» Çıkarılan metin:
((

Kış için hazırlık yapılırdı çocukluğumda. Isınmak için
Sonbahar’da odunlar alınır, üst üste dizilir, kış geldiğinde sobaya atılacak
şekilde parçalanırdı. Günümüzdeki gibi, sebze yetişmediği için, kışlık
yiyeceklerin de kış gelmeden hazırlanıp kilerlere doldurulması gerekiyordu.
Demre çok sıcak olduğu için, yazın pek bir şey yetişmezdi. Kışlık ihtiyaçlar
daha çok Gömbe’den edinilirdi. Kuru fasulye, nohut, bulgur, soğan, patates,
elma kakları, erik pestilleri, tarhana, pekmez ve tahin gibi kışlık yiyecekleri
evlerde bulundurmak kışın insana güven veriyordu.

))

» Gösterilen veriler:
((

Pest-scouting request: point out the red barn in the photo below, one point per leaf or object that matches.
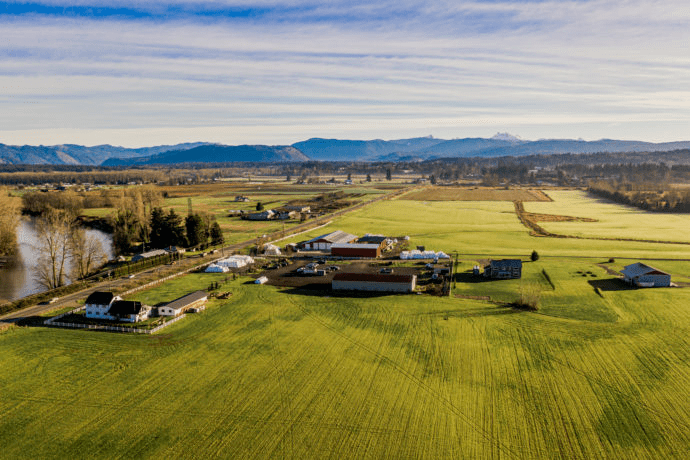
(356, 250)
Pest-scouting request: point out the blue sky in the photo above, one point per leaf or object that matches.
(278, 71)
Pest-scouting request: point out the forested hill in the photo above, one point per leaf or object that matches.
(78, 154)
(217, 154)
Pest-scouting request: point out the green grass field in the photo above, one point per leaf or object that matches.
(278, 373)
(614, 221)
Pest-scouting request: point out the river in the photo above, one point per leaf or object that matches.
(17, 276)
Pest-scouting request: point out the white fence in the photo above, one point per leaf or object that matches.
(52, 322)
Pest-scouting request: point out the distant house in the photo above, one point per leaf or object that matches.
(504, 269)
(376, 283)
(105, 305)
(381, 240)
(98, 303)
(324, 242)
(190, 302)
(297, 208)
(265, 215)
(642, 275)
(129, 311)
(356, 250)
(149, 255)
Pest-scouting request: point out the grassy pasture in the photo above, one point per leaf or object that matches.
(271, 373)
(280, 373)
(482, 227)
(613, 220)
(475, 194)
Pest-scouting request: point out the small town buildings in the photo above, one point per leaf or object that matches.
(642, 275)
(189, 302)
(298, 208)
(98, 303)
(324, 242)
(264, 215)
(236, 261)
(356, 250)
(373, 282)
(149, 255)
(504, 269)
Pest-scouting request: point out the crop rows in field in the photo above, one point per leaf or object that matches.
(475, 194)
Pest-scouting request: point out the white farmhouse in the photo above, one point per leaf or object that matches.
(642, 275)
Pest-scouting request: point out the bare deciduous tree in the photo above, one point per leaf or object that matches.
(53, 230)
(9, 218)
(86, 252)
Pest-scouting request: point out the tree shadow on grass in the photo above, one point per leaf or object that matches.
(611, 284)
(475, 313)
(323, 290)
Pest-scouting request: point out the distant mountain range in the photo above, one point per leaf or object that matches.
(215, 153)
(78, 154)
(414, 149)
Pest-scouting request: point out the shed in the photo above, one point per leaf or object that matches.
(149, 254)
(324, 242)
(643, 275)
(355, 250)
(178, 306)
(504, 269)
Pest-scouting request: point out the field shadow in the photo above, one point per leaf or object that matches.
(468, 277)
(610, 284)
(322, 290)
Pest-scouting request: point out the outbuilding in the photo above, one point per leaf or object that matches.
(504, 269)
(149, 255)
(356, 250)
(373, 282)
(188, 302)
(642, 275)
(324, 242)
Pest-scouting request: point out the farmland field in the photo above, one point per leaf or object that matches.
(475, 194)
(599, 371)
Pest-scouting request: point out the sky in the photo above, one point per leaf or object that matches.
(143, 73)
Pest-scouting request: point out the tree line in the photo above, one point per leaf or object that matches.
(9, 219)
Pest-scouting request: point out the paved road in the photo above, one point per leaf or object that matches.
(70, 300)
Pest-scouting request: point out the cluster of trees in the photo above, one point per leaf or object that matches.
(9, 219)
(162, 229)
(66, 251)
(648, 196)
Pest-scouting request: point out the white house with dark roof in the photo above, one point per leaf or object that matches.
(642, 275)
(324, 242)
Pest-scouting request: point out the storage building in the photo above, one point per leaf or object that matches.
(178, 306)
(324, 242)
(356, 250)
(377, 283)
(642, 275)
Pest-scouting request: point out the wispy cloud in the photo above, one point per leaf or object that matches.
(276, 71)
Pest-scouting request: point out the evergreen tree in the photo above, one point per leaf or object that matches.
(216, 234)
(196, 230)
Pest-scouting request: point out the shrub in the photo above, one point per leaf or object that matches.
(530, 294)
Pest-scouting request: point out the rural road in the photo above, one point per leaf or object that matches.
(70, 300)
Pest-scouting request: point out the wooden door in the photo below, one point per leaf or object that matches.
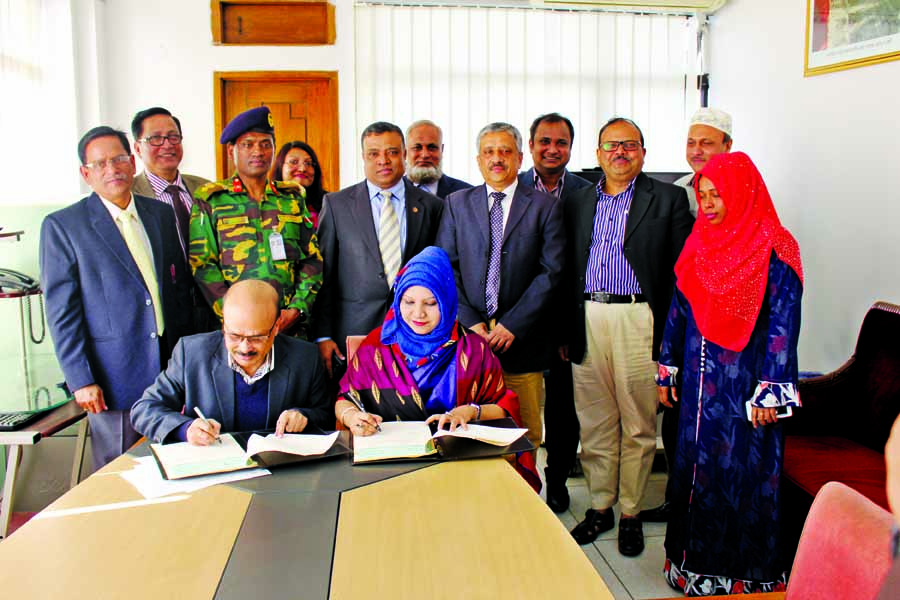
(303, 104)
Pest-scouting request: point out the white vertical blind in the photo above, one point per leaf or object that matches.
(37, 102)
(465, 67)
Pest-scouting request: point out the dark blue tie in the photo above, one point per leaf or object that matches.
(492, 288)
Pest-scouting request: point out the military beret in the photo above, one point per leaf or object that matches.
(256, 119)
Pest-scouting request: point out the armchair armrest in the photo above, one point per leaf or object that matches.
(822, 398)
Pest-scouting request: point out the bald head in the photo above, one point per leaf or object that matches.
(249, 313)
(252, 296)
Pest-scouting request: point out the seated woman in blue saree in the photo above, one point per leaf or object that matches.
(421, 364)
(729, 349)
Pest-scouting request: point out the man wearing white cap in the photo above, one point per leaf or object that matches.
(709, 134)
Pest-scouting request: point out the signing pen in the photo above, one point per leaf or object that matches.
(205, 421)
(362, 409)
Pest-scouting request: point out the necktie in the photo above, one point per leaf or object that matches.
(492, 288)
(182, 217)
(389, 238)
(141, 257)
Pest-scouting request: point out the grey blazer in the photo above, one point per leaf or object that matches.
(142, 185)
(198, 375)
(99, 310)
(355, 296)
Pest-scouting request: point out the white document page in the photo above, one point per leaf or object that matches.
(148, 481)
(291, 443)
(498, 436)
(397, 439)
(185, 460)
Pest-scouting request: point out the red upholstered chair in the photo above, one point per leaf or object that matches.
(840, 432)
(844, 552)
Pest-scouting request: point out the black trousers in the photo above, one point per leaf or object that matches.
(560, 422)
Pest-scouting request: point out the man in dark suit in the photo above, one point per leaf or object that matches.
(550, 143)
(623, 238)
(506, 244)
(366, 233)
(243, 378)
(158, 143)
(117, 290)
(424, 158)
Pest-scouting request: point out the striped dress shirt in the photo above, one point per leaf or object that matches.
(608, 270)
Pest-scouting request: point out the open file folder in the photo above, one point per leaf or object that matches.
(414, 440)
(243, 451)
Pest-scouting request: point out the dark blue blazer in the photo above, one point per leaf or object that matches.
(98, 307)
(355, 296)
(659, 221)
(199, 375)
(530, 267)
(572, 184)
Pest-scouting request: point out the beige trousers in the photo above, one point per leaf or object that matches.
(529, 387)
(615, 400)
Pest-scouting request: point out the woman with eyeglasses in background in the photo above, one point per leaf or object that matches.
(297, 161)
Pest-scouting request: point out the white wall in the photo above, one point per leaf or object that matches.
(160, 53)
(828, 149)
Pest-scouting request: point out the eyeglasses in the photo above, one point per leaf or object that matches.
(306, 164)
(115, 161)
(253, 340)
(159, 140)
(627, 145)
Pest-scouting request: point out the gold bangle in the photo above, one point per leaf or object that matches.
(344, 412)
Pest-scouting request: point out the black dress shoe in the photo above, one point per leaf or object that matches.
(558, 498)
(595, 523)
(660, 514)
(631, 536)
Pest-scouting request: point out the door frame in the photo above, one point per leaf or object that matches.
(221, 78)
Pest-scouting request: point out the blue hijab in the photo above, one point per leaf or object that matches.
(430, 269)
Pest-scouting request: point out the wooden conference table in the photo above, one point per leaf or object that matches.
(325, 529)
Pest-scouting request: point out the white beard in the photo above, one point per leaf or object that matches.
(424, 174)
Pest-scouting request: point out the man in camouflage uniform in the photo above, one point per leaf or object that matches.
(248, 227)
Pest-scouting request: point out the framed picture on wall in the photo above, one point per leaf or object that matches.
(843, 34)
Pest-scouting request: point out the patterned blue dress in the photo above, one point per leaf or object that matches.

))

» Görevler ve alıştırmalar:
1. Kış hazırlığı metnine göre aşağıdaki soruları yanıtlayın.
(a) Sonbaharda odunlar alındıktan sonra onlara ne yapılırdı?
(b) Demre'de yazın pek bir şey yetişmemesinin sebebi nedir?
(c) Kışlık ihtiyaçlar daha çok nereden edinilirdi?
2. Kış hazırlığı metninde "Demre çok sıcak" ifadesini içeren sözcüklerle açılıp "insana güven veriyordu." sözcükleriyle kapanan bölümü harfi harfine kopyalayın.

» Beklenen çıktılar:
1.
(a) Üst üste dizilir, kış geldiğinde sobaya atılacak şekilde parçalanırdı.
(b) Demre'nin çok sıcak olması.
(c) Gömbe'den.

2.
Demre çok sıcak olduğu için, yazın pek bir şey yetişmezdi. Kışlık ihtiyaçlar
daha çok Gömbe’den edinilirdi. Kuru fasulye, nohut, bulgur, soğan, patates,
elma kakları, erik pestilleri, tarhana, pekmez ve tahin gibi kışlık yiyecekleri
evlerde bulundurmak kışın insana güven veriyordu.